- Document segment
## begin

You are viewing a plain text version of this content. The canonical link for it is here.

Posted to user@flink.apache.org by Ning Shi <ni...@gmail.com> on 2019/03/11 17:15:55 UTC

Migrating Existing TTL State to 1.8

It's exciting to see TTL state cleanup feature in 1.8. I have a question
regarding the migration of existing TTL state to the newer version.

Looking at the Pull Request [1] that introduced this feature, it seems like
that Flink is leveraging RocksDB's compaction filter to remove stale state.
I assume this means that state will only be cleaned on compaction. If I
have a significant amount of stale TTL state, some of which may have
already been compacted to higher levels already, upgrading to 1.8 may not
clean them. Is this assumption correct? If so, is the best approach to take
a full snapshot/checkpoint and restore it to 1.8 to have them been cleaned
on initialization?

Thanks,

[1] https://github.com/dataArtisans/frocksdb/pull/1

--
Ning

Re: Migrating Existing TTL State to 1.8

Posted by Ning Shi <ni...@gmail.com>.

Hi Andrey,

Thank you for the reply.

We are using incremental checkpointing.

Good to know that the incremental cleanup only applies to the heap state
backend. Looks like taking some downtime to take a full savepoint and restore
everything is inevitable.

Thanks,

--
Ning

On Wed, 15 May 2019 10:53:25 -0400,
Andrey Zagrebin wrote:
> 
> Hi Ning,
> 
> If you have not activated non-incremental checkpointing then taking a
> savepoint is the only way to trigger the full snapshot. In any case, it
> will take time.

## end

- Supplied entries

## begin

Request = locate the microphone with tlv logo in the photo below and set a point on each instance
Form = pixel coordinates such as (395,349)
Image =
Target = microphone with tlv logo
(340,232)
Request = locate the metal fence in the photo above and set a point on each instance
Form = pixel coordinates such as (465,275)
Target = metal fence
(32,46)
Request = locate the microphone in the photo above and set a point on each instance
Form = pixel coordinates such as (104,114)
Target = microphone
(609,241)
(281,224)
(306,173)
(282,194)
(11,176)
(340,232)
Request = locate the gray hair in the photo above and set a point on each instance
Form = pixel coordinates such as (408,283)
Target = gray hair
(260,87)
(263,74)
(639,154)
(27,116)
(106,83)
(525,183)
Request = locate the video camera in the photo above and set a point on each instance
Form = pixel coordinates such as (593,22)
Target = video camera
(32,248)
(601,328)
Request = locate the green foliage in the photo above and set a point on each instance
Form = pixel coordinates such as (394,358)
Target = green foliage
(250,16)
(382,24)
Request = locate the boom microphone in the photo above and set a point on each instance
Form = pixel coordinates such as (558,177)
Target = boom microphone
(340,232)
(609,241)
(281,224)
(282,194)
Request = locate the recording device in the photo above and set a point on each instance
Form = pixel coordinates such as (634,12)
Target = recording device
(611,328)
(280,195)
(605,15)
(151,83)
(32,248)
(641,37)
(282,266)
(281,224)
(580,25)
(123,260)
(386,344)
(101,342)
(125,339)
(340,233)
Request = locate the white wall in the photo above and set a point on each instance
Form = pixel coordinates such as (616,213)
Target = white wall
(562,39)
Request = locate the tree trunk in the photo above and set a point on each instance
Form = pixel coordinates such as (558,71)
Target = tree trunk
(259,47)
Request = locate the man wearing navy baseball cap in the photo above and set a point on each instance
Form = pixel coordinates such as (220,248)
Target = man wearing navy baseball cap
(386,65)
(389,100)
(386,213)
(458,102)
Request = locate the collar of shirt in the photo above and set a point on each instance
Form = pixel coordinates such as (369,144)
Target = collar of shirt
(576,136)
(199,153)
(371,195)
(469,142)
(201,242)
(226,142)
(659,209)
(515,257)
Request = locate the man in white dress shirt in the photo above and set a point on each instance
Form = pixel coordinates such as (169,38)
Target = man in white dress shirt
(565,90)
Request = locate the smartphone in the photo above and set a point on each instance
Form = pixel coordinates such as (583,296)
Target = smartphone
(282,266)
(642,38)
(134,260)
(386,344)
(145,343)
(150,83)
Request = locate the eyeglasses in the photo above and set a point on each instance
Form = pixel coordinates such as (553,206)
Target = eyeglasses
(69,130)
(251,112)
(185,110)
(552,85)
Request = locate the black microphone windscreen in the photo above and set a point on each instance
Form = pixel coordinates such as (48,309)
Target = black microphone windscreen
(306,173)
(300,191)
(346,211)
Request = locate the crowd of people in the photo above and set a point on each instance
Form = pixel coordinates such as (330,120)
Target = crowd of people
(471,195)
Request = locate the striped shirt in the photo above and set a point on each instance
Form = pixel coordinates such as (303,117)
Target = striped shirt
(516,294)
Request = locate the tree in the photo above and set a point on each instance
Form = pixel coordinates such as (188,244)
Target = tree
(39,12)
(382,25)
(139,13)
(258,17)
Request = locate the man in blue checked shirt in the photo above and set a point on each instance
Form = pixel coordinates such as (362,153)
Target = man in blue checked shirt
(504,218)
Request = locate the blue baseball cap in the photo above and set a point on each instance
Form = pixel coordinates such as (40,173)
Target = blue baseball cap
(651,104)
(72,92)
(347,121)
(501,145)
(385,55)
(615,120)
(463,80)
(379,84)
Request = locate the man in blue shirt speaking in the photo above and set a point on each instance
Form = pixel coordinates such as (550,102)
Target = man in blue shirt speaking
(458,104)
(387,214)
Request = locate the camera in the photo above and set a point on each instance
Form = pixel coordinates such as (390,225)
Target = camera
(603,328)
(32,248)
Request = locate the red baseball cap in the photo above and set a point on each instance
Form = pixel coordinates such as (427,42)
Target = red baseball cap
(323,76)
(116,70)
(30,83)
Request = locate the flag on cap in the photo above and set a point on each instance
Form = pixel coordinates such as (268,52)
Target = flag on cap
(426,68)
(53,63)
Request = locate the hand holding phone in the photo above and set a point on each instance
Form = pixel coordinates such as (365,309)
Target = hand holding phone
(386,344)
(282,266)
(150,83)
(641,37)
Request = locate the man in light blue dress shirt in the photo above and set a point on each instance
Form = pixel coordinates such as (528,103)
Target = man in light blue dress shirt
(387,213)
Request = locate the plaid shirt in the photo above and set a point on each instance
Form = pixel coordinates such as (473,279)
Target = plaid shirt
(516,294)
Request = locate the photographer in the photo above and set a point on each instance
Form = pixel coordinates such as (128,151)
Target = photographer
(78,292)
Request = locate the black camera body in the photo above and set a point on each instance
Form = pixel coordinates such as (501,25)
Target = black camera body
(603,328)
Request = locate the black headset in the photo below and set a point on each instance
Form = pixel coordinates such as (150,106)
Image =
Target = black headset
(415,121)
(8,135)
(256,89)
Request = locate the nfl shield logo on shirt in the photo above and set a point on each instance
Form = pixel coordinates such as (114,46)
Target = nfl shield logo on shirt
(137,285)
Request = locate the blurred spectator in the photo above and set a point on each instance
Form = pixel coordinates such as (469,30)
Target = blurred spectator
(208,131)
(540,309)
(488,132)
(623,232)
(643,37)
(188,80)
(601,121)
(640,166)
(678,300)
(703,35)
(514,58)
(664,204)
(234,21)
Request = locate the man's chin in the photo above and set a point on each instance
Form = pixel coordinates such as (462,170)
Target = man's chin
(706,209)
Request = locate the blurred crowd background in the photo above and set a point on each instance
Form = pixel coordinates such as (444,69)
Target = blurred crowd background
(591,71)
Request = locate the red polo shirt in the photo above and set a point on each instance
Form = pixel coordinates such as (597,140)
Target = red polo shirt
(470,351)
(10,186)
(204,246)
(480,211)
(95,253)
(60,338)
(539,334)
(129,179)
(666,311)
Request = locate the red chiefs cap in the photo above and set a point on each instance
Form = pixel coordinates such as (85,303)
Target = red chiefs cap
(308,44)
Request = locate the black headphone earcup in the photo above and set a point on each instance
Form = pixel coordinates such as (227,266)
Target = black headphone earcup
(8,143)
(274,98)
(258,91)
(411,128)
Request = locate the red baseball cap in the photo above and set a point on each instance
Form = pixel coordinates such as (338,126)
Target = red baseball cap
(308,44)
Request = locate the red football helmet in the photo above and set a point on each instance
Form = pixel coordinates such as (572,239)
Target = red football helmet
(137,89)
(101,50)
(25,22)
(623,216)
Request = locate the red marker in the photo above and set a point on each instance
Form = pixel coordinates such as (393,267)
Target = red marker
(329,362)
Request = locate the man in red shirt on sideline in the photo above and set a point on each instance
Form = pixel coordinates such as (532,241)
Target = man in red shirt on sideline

## end

- Work to be completed
Resume the mailing list thread about migrating existing TTL state to Flink 1.8, starting right after its last sentence.

- Final answer
> 
> The incremental cleanup strategy is applicable only for heap state backend
> and does nothing for RocksDB backend. At the moment, you can combine only
> compaction filter with full snapshotting cleanup with RocksDB backend.
> 
> Best,
> Andrey

Re: Migrating Existing TTL State to 1.8

Posted by Andrey Zagrebin <an...@ververica.com>.

Hi Ning,

If you have not activated non-incremental checkpointing then taking a
savepoint is the only way to trigger the full snapshot. In any case, it
will take time.

The incremental cleanup strategy is applicable only for heap state backend
and does nothing for RocksDB backend. At the moment, you can combine only
compaction filter with full snapshotting cleanup with RocksDB backend.

Best,
Andrey

On Fri, Mar 15, 2019 at 11:56 PM Ning Shi <ni...@gmail.com> wrote:

> Hi Stefan,
>
> Thank you for the confirmation.
>
> Doing a one time cleanup with full snapshot and upgrading to Flink 1.8
> could work. However, in our case, the state is quite large (TBs).
> Taking a savepoint takes over an hour, during which we have to pause
> the job or it may process more events.
>
> The JavaDoc of `cleanupFullSnapshot` [1] says "Cleanup expired state
> in full snapshot on checkpoint.". My understanding is that the only
> way to take a full snapshot with RocksDB backend is to take a
> savepoint. Is there another way to take a full checkpoint?
>
> I noticed that Flink 1.8 also added an incremental cleanup strategy
> [2] by iterating through several keys at a time for each state access.
> If I combine this with the new compaction filter cleanup strategy,
> will it eventually remove all expired state without taking a full
> snapshot for upgrade?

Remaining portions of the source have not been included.